» **TASK STATEMENT**: Lines before the one with "of the mint" are left out; return that line and all that follow it, exactly, through the end of the data.

BEGIN GIVEN DATA

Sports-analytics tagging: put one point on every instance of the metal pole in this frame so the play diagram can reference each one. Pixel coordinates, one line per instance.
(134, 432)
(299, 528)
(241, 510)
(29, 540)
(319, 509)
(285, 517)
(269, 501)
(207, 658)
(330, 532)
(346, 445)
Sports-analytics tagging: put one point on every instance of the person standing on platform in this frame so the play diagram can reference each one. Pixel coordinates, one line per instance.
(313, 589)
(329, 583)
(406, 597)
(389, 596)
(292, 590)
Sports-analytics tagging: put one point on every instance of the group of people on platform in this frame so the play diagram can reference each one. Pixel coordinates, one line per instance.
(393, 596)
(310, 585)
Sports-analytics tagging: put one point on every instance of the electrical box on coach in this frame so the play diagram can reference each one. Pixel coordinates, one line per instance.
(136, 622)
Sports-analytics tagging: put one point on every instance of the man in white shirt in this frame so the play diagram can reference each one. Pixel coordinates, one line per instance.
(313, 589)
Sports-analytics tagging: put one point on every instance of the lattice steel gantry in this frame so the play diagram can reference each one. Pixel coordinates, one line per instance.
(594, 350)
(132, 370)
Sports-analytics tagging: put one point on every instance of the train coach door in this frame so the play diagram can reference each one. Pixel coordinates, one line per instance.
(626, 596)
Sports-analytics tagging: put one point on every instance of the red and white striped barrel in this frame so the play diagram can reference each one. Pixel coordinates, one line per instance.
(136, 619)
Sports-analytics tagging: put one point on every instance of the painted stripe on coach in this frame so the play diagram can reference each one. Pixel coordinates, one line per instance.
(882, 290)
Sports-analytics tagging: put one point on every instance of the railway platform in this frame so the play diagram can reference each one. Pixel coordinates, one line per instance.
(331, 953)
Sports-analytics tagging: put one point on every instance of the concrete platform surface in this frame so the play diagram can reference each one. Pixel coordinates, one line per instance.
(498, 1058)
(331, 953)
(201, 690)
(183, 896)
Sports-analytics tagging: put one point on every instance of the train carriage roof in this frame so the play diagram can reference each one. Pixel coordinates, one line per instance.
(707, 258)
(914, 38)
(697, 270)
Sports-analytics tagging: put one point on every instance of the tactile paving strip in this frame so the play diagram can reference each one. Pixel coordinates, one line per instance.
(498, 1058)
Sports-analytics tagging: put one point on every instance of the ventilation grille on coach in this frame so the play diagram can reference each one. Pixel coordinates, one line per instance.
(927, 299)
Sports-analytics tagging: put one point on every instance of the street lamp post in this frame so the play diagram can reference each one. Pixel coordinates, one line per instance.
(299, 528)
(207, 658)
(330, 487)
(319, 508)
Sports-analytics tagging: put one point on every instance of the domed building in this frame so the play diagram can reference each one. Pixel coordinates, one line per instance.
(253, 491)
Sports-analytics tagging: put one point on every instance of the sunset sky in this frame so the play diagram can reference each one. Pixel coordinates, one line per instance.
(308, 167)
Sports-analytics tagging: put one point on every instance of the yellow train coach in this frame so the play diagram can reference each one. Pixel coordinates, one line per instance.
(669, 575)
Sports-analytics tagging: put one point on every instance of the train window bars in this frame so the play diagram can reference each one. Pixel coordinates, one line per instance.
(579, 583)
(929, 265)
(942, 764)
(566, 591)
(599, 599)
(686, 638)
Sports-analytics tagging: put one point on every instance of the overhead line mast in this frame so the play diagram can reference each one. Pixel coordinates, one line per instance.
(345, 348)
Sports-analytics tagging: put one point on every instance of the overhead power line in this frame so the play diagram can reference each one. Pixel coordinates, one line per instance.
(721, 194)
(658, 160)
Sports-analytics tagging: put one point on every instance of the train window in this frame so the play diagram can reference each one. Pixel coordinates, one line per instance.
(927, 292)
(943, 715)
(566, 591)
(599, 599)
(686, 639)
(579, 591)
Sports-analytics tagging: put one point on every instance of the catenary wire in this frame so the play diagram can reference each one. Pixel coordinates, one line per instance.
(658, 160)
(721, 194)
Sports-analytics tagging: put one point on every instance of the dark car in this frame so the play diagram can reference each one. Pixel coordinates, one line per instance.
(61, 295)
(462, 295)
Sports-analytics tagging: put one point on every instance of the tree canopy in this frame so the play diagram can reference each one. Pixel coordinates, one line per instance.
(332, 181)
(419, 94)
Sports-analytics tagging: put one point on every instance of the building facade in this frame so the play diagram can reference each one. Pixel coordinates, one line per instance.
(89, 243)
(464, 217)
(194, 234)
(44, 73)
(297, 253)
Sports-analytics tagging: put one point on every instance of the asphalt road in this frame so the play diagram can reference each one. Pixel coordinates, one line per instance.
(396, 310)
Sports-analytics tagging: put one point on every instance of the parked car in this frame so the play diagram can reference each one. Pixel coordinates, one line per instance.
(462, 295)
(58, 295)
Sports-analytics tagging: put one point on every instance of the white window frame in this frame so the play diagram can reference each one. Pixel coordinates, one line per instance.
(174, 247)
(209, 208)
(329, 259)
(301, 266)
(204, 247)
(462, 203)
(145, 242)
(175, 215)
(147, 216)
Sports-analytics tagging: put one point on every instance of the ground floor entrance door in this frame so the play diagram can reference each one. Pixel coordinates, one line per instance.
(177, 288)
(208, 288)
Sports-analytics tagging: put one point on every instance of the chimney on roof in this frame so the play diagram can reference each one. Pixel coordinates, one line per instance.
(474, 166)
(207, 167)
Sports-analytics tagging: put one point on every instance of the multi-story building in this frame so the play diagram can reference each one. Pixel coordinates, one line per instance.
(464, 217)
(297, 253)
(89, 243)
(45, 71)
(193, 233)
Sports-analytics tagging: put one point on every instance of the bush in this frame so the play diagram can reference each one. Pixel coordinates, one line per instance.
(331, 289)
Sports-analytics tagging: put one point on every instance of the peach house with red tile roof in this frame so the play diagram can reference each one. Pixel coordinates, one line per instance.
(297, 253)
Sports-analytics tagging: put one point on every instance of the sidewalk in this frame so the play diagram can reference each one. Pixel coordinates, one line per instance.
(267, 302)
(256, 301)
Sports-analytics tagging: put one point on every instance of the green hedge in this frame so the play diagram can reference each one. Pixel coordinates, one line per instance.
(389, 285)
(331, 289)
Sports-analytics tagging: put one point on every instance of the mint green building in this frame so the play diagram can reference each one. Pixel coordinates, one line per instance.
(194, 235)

END GIVEN DATA

» **RESPONSE TO THIS EXERCISE**:
Sports-analytics tagging: put one point on every instance of the mint green building in this frame so the play diagram can reference each one. Pixel coordinates, one line per instance.
(194, 235)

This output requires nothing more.